[Start of Attachment]

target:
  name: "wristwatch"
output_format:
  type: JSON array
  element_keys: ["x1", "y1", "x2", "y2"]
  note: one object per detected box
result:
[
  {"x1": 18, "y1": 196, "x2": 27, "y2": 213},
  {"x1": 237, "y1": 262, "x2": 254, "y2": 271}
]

[End of Attachment]

The data, all of it, should be transcribed exactly.

target:
  name: "wristwatch"
output_format:
  type: JSON array
  element_keys: ["x1", "y1", "x2", "y2"]
  note: one object per detected box
result:
[
  {"x1": 18, "y1": 196, "x2": 27, "y2": 213},
  {"x1": 237, "y1": 262, "x2": 254, "y2": 271}
]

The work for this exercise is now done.